- [Aufgabenstellung] Schreibe den Abschnitt aus dem Text über den Anschluss der Industrienähmaschine, beginnend bei „Ich bin ein“ und endend bei „Betrieb zu nehmen.“, erneut ab. Ersetze darin „Freundin“ durch „Schwester“.

- [Textauszug]
········

Ich bin ein digitaler Techie, der auf einmal einem analogen Monster 
gegenübersteht und (fast) keine Ahnung hat, wie er es bändigen soll.

Aber der Reihe nach: Meine Freundin ist eine Koryphäe was die 
Schneiderei anbelangt und würde sich gern mit einer Industriemaschine 
(Dürkopp/Adler 212) selbstständig machen. Das Ding hat allerdings einen 
Starkstromanschluss und die Hausverwaltung hat bereits ausgeschlossen, 
eine neue Starkstromsteckdose anschließen zu lassen oder den Herd 
zwischenzeitlich ausßer Betrieb zu nehmen.

Bei dem anzusteuernden Motor handelt es sich um einen Quick Rotan NDK 
700/22 mit QuickStop, einen Drehstrom-asynchronmotor, made in 
West-Germany, von dem ich keine Ahnung habe, wie ich ihn am besten 
anschließen soll.

Ich hab mich schon durch diverse Forenbeiträge (u.a. auch hier) gewälzt 
und bin zu folgenden, sich teils widersprechenden, teils kryptischen 
Zwischenschlüssen gelangt:

1. einen Steinmetzkondensator zu verwenden ist eine gute Idee, denn die 
Lösung ist billig und einfach umzusetzen -> also hab ich rumgeschaut und 
bin drauf gekommen, dass ca. ein 26µF Betriebskondensator benötigt wird. 
Doch dann:

2. einen Steinmetzkondensator zu verwenden ist eine schlechte Idee, denn 
so befindet sich der Motor permanent im "Schleifmodus", was auch immer 
damit gemeint ist und es scheint nur eine Drehgeschwindigkeit zu geben.

········

- [Vorliegende Einträge]
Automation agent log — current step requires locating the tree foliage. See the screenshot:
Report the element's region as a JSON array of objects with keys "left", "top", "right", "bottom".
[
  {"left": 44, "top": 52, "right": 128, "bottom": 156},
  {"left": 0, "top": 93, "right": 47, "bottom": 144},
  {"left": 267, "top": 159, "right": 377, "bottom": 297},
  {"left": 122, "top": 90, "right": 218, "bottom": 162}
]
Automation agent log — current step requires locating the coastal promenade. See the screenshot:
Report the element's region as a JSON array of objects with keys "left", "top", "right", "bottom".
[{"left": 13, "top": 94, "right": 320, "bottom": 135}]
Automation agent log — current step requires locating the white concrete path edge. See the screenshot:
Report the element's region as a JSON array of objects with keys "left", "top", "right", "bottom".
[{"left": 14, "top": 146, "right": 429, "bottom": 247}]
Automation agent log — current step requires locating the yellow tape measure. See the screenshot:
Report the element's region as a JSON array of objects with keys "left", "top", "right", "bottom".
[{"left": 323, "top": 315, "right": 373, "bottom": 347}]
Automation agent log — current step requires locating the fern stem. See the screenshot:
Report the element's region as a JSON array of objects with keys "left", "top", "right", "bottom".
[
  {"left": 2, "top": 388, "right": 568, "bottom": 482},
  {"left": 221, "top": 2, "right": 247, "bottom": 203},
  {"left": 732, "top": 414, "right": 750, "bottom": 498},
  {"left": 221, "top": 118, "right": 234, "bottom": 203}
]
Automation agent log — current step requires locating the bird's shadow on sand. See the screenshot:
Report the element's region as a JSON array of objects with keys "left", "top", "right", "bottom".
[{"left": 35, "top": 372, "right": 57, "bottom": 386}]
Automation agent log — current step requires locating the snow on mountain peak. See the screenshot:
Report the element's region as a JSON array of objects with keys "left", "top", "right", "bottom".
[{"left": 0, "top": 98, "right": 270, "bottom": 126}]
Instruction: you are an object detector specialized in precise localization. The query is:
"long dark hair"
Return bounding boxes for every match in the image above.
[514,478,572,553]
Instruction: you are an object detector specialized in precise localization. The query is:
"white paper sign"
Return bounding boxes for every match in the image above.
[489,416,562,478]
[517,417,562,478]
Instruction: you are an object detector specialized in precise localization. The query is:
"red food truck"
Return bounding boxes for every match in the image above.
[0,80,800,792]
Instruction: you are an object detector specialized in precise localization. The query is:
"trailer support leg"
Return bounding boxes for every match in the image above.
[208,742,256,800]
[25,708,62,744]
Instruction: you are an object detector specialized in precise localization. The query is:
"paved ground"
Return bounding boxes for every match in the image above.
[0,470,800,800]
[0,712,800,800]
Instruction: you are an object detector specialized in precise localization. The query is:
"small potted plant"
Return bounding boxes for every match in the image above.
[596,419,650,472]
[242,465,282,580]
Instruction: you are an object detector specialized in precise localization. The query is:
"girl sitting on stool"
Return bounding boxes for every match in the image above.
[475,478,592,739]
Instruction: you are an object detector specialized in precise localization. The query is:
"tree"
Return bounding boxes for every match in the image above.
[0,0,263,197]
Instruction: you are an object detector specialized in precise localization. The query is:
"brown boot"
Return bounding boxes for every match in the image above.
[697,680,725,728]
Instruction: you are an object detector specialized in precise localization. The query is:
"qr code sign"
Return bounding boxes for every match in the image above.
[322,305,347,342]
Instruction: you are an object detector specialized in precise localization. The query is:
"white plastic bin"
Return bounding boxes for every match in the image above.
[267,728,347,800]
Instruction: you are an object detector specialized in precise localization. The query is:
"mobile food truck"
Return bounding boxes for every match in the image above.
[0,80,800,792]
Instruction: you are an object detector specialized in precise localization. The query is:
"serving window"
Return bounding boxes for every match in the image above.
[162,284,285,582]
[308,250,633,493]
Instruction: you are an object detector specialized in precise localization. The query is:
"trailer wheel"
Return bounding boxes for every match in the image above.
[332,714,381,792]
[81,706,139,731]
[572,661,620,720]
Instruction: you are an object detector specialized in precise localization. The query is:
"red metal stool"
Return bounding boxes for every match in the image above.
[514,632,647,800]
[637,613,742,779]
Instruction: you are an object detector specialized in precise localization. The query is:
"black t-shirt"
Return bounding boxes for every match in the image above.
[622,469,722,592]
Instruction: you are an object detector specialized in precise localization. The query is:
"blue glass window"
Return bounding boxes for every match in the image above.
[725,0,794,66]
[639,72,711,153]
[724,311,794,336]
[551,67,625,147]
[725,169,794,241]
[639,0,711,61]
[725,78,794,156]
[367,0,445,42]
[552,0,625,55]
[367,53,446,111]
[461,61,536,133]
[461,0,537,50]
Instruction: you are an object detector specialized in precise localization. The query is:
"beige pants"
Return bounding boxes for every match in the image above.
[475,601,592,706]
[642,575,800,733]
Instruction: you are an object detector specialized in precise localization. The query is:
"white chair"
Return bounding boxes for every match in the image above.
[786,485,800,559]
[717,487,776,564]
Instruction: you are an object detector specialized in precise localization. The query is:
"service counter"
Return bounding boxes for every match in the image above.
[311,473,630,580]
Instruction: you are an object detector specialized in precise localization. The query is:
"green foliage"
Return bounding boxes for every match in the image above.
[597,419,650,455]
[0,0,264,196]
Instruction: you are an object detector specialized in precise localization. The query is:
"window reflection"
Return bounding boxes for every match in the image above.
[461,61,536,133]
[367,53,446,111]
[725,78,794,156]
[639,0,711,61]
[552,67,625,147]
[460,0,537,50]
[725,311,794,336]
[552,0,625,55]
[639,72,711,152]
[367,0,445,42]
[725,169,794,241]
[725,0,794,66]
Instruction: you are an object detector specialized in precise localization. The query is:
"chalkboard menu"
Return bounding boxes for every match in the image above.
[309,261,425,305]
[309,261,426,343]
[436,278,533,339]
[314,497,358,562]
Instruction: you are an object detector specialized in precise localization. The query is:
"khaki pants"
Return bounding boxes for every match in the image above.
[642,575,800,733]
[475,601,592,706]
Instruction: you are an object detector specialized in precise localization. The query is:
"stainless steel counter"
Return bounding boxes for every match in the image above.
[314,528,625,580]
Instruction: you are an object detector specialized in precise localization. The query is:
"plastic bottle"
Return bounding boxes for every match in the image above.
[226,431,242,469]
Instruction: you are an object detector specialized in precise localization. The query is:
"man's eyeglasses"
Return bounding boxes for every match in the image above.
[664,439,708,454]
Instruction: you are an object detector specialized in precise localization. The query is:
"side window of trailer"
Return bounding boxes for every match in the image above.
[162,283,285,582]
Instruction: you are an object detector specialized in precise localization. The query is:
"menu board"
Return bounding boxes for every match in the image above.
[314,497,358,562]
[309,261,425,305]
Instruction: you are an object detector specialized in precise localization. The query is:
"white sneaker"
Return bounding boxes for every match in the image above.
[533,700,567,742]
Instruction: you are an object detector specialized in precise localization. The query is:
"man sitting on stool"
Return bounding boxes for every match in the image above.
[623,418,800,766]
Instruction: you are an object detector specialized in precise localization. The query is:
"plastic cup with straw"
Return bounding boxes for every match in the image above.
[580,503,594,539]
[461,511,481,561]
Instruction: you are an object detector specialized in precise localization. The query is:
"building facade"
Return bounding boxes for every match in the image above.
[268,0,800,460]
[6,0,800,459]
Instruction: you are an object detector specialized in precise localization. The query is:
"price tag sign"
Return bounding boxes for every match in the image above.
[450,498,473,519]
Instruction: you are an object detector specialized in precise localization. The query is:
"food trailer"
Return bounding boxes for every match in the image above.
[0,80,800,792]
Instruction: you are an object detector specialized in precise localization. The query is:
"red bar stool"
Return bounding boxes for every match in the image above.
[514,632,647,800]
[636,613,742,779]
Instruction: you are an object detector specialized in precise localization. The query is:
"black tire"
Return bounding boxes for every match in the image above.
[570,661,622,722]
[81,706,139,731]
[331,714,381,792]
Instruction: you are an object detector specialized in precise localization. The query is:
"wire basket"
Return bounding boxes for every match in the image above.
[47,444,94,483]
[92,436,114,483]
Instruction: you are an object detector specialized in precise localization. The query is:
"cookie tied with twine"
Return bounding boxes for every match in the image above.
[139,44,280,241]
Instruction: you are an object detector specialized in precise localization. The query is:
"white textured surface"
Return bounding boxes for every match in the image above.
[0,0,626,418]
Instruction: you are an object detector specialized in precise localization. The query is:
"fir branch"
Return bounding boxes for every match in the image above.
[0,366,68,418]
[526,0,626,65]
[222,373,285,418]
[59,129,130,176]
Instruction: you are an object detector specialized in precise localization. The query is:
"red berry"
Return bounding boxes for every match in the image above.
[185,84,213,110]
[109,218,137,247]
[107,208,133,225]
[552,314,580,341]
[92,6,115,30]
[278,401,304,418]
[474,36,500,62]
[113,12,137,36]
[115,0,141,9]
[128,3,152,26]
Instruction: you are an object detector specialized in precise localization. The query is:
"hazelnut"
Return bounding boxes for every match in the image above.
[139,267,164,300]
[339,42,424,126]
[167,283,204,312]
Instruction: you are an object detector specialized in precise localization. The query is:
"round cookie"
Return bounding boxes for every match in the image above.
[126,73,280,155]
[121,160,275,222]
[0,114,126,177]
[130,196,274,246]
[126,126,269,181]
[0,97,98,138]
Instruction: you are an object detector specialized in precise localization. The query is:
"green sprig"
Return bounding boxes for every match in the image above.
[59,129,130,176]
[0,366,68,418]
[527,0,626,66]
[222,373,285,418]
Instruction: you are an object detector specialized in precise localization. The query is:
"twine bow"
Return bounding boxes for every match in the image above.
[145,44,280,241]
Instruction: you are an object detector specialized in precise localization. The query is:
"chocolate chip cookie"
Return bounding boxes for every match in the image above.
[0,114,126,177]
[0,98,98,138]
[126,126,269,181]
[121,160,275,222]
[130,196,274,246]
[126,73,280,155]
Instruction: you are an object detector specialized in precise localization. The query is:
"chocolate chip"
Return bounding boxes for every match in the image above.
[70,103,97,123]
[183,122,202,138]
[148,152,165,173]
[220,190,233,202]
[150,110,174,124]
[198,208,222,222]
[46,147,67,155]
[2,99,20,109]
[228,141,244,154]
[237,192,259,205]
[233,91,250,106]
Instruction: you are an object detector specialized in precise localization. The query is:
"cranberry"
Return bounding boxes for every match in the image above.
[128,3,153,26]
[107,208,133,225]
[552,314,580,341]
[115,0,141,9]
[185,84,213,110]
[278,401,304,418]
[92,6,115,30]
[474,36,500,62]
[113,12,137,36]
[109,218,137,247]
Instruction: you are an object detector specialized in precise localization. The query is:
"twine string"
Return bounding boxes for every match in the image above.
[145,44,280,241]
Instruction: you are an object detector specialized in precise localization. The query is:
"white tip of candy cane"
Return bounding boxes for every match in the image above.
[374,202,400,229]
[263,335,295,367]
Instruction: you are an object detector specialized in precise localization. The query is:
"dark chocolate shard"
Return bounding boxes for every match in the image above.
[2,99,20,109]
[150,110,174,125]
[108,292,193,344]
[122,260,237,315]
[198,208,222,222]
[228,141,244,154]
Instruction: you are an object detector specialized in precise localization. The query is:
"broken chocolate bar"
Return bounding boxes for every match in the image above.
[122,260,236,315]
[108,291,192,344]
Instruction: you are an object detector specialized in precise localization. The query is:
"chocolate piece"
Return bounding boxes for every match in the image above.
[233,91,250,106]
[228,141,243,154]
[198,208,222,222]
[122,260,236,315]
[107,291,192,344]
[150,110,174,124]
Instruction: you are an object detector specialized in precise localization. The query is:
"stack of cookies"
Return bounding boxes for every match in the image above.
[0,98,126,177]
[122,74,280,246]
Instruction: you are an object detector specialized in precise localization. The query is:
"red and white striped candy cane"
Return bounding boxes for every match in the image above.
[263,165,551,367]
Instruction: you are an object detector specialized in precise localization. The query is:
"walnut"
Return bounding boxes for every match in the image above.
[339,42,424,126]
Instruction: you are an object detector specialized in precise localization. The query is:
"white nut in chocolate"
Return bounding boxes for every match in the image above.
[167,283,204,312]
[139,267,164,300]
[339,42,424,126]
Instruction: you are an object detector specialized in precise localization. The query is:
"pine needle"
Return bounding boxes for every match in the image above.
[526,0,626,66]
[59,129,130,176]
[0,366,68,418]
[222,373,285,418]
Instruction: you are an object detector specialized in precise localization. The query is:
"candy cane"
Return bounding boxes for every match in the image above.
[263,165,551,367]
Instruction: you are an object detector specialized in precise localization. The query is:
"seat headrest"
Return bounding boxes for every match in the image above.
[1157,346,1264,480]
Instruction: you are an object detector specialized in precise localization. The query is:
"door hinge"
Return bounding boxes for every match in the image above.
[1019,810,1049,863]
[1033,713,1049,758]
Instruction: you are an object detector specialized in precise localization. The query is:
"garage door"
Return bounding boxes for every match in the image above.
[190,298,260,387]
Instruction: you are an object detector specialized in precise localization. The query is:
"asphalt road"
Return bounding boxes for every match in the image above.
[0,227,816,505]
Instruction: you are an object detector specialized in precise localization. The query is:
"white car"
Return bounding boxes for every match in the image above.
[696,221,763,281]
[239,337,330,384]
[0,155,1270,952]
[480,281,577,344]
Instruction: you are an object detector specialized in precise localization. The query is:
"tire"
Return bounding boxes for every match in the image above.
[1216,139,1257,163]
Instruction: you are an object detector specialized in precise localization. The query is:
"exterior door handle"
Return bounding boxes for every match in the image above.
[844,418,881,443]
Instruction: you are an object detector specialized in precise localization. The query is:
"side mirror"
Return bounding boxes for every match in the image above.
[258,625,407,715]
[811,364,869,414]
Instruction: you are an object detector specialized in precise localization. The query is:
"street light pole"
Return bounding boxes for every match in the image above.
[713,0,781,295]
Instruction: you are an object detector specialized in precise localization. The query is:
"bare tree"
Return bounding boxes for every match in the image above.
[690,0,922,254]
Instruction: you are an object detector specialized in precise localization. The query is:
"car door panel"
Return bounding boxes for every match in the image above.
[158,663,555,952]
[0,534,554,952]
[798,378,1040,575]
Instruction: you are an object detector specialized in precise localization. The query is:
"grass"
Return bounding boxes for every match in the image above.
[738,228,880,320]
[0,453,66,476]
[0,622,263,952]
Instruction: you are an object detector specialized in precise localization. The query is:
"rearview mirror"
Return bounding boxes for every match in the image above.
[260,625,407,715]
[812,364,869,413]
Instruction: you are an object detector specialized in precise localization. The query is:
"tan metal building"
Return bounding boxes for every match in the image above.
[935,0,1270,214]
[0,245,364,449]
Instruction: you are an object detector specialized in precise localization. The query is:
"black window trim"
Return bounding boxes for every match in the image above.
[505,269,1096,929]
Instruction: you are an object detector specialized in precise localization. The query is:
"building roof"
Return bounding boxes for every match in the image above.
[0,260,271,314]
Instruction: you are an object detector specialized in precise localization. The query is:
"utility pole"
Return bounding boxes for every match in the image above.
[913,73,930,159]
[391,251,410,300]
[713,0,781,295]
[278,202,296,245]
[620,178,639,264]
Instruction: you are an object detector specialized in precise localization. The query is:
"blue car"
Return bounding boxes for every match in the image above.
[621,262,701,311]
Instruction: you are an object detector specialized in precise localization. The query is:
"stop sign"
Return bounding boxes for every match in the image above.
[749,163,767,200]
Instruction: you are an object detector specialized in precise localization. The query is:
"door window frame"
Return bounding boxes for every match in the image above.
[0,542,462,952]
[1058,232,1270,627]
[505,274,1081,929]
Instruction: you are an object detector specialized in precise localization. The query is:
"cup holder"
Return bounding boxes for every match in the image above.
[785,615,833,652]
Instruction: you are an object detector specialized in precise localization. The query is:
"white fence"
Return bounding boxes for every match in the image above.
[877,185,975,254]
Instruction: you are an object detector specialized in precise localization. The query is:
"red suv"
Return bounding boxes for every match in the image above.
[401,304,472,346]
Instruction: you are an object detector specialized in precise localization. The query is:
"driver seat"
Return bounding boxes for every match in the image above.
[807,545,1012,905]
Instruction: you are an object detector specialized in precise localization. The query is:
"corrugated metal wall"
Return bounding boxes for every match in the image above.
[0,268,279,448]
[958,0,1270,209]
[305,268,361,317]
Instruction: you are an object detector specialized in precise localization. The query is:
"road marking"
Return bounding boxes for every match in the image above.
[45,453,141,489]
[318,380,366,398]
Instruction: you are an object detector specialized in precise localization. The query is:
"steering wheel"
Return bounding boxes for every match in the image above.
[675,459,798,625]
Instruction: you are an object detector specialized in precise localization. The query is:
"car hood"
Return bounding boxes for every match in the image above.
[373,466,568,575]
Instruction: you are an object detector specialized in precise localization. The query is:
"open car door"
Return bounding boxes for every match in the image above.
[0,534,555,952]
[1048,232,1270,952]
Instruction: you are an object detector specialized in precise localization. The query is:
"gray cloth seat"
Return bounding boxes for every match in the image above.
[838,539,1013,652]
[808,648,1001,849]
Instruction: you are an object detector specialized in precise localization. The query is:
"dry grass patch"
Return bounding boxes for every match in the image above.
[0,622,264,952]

········

- [Ergebnis]
Ich bin ein digitaler Techie, der auf einmal einem analogen Monster 
gegenübersteht und (fast) keine Ahnung hat, wie er es bändigen soll.

Aber der Reihe nach: Meine Schwester ist eine Koryphäe was die 
Schneiderei anbelangt und würde sich gern mit einer Industriemaschine 
(Dürkopp/Adler 212) selbstständig machen. Das Ding hat allerdings einen 
Starkstromanschluss und die Hausverwaltung hat bereits ausgeschlossen, 
eine neue Starkstromsteckdose anschließen zu lassen oder den Herd 
zwischenzeitlich ausßer Betrieb zu nehmen.